Reproduce the entries so that every line matches the original exactly.

● ● ● ●

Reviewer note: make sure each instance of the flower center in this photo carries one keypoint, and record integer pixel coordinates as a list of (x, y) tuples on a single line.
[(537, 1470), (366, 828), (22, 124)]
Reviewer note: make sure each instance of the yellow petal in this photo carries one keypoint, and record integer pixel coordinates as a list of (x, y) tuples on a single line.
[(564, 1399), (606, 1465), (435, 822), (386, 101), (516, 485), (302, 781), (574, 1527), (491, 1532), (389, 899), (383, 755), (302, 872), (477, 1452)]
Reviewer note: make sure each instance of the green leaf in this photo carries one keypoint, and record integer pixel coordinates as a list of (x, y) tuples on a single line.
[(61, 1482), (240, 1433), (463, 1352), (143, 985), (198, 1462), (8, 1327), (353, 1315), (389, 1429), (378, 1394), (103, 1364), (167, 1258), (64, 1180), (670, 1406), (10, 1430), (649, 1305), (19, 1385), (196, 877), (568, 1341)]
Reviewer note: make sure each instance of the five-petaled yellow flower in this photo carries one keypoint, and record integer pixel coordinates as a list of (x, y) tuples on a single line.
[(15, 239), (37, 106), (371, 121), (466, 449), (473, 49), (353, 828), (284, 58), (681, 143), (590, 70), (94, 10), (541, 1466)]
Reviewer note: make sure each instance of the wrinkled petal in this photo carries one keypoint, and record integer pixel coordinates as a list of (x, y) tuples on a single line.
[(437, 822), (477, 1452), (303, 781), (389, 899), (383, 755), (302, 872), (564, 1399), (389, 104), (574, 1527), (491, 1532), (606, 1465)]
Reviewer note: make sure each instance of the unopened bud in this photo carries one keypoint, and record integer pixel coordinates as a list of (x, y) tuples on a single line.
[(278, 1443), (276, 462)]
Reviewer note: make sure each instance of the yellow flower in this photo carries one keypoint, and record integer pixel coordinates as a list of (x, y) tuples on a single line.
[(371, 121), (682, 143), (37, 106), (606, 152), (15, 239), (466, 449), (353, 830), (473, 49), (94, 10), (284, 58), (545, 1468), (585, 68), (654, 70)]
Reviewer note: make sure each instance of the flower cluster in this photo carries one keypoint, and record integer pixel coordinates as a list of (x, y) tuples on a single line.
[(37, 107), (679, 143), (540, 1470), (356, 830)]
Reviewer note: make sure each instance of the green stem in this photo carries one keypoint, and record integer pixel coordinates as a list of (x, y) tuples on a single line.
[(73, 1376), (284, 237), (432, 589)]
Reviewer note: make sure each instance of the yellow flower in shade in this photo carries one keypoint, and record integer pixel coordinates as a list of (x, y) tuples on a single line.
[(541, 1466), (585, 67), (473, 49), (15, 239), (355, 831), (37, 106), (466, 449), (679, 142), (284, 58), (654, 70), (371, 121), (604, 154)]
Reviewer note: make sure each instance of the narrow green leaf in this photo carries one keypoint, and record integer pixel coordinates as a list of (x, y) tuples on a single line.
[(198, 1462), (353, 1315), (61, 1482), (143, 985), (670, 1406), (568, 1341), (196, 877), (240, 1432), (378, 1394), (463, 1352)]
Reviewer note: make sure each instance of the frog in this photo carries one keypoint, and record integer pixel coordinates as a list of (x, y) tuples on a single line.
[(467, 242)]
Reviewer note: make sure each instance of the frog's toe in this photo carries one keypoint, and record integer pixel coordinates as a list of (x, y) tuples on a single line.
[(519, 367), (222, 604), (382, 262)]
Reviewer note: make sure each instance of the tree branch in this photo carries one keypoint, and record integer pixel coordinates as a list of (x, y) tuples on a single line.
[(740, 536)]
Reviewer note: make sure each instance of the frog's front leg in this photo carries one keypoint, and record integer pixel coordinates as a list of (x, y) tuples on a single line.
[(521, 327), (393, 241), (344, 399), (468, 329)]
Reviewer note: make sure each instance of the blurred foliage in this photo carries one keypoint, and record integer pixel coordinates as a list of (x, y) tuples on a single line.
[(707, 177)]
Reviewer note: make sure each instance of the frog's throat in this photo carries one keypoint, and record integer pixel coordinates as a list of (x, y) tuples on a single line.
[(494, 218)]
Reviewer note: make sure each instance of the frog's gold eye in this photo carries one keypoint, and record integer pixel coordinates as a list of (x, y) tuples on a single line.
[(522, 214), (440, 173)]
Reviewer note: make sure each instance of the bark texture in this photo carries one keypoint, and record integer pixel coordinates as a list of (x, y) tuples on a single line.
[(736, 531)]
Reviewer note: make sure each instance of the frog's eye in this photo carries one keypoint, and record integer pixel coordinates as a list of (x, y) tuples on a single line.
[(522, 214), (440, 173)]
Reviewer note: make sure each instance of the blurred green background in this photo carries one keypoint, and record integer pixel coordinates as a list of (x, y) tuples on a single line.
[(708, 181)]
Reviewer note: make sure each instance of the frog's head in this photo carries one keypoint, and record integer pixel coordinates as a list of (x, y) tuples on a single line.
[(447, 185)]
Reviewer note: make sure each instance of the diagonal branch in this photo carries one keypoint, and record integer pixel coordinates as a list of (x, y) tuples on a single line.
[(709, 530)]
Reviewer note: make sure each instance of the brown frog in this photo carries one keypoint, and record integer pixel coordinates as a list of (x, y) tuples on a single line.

● ● ● ●

▶ _Solution for this problem_:
Reviewer note: make sure each instance of the flower center in this photo carries one keypoint, and record integer pixel coordinates as a list of (x, y) tuples on a single line.
[(537, 1470), (366, 828), (22, 124)]
Reviewer note: make sure each instance of the yellow petal in this photo carries one keypoint, and record integer pixel coordinates as a list of (x, y) tuples on a single line.
[(564, 1399), (606, 1465), (435, 822), (386, 101), (516, 485), (302, 781), (574, 1527), (491, 1532), (389, 899), (383, 755), (302, 872), (477, 1452)]
Reviewer note: make sure each instance of the green leaf in this photo carries one keypoint, and record integer pixel coordinates as a list of (x, y) tuples on a single line.
[(61, 1482), (240, 1433), (463, 1352), (143, 985), (198, 1462), (8, 1327), (353, 1315), (389, 1429), (378, 1394), (103, 1364), (167, 1258), (64, 1180), (670, 1406), (10, 1430), (649, 1305), (19, 1385), (196, 877), (568, 1341)]
Reviewer note: make sure each instance of the five-petaled yellow flower in this photo carries one keypoint, and record integer pixel coordinates as a list of (x, y) tuples on a single line.
[(15, 239), (37, 106), (371, 121), (466, 449), (473, 49), (353, 828), (284, 58), (681, 143), (590, 70), (94, 10), (541, 1466)]
Reviewer note: make sure each instance of the wrinkled petal in this photo carries one keypoint, and record integer pixel coordinates as a list of (x, y) tuples on a single line.
[(437, 822), (477, 1452), (303, 781), (389, 899), (383, 755), (302, 872), (564, 1399), (389, 104), (574, 1527), (491, 1532), (606, 1465)]
Reviewer note: make sure each instance of the unopened bud in this photo carries one keypoint, and record integer pixel coordinates as a list of (x, y) tuples on a single line.
[(278, 1443), (276, 462)]
Reviewer note: make sure each instance of the yellow flower in this photo carries one keypoint, and record integer pixel coordinates as a list of (x, y) tuples on a single line.
[(371, 121), (682, 143), (37, 106), (606, 152), (15, 239), (466, 449), (353, 830), (473, 49), (94, 10), (284, 58), (545, 1468), (585, 68), (654, 70)]
Reviewer note: make sure each instance of the flower cluster in this photo carries one keypoint, and record integer pixel coordinates as a list of (x, y) tuples on a single line.
[(37, 107), (679, 143), (540, 1470), (356, 830)]
Reviewer note: make sure each instance of the green stem in this photo carries one keypoint, and record integer pixel coordinates as a list of (x, y) tuples on a single line.
[(73, 1376), (284, 237), (432, 589)]
Reviewer note: make sure each instance of the yellow flower in shade in this photo carries one keypoint, and record integer pixel coordinates as a list of (x, y) tuples on a single line.
[(541, 1466), (585, 67), (473, 49), (15, 239), (355, 831), (37, 106), (466, 449), (679, 142), (284, 58), (654, 70), (371, 121), (604, 154)]
Reviewer note: make sure each instance of the narrow green leaf in this photo carries one keypoint, and record integer pixel coordinates as a list of (x, y) tuples on a single line.
[(198, 1462), (353, 1315), (61, 1482), (143, 985), (670, 1406), (568, 1341), (196, 877), (240, 1432), (378, 1394), (463, 1352)]
Reviewer note: make sure each instance of the frog in this photo carries one keypoint, and record integer pixel coordinates as a list of (x, y) tuples on a single line.
[(467, 242)]
Reviewer note: make sure each instance of the frog's toe in this photo carries one keypoint, and record integer pixel coordinates as a list of (x, y) tuples on a single line.
[(519, 367), (222, 604), (382, 262)]
Reviewer note: make sure each instance of the tree branch in this photo carries one keypoint, and record integer pixel coordinates as a list of (x, y) tuples on a single line.
[(740, 536)]
Reviewer note: make sure each instance of the frog's front leg in this photo carries one keypoint, and record integer pixel coordinates as a list of (x, y) tuples on a single line.
[(521, 327), (393, 241), (344, 399), (468, 329)]
Reviewer note: make sure each instance of the blurred foliage in this photo carries one keypoint, and record integer pixel coordinates as a list of (x, y) tuples on a single line.
[(707, 177)]
Reviewer note: make sure each instance of the frog's throat in this photo carries one keypoint, and record integer pixel coordinates as a list of (x, y) tuples on a single line.
[(494, 218)]
Reviewer note: make sure each instance of the frog's gold eye in this photo carries one keypoint, and record integer pixel coordinates as a list of (x, y) tuples on a single line.
[(522, 214), (440, 173)]
Reviewer note: make sure each instance of the bark texture in this photo carries one keypoint, and record integer pixel coordinates as a list of (x, y) tuples on a single line.
[(736, 531)]
Reviewer note: make sure each instance of the frog's eye in this photo carries one keypoint, and record integer pixel coordinates as a list of (x, y) tuples on a single line.
[(522, 214), (440, 173)]
Reviewer note: make sure each instance of the blurred green background in this photo carries one keypoint, and record integer pixel coordinates as a list of (x, y) tuples on a single line.
[(708, 181)]
Reviewer note: make sure each instance of the frog's head in this photo carries one keypoint, and record integer pixel coordinates as a list of (x, y) tuples on a single line.
[(447, 185)]
Reviewer note: make sure each instance of the diagonal branch in this photo carries one keypoint, and record integer pixel coordinates as a list of (x, y) tuples on a single line.
[(709, 530)]
Reviewer note: make sure each instance of the brown frog in this photo carries one keypoint, and record integer pixel coordinates as a list of (x, y) tuples on a single line.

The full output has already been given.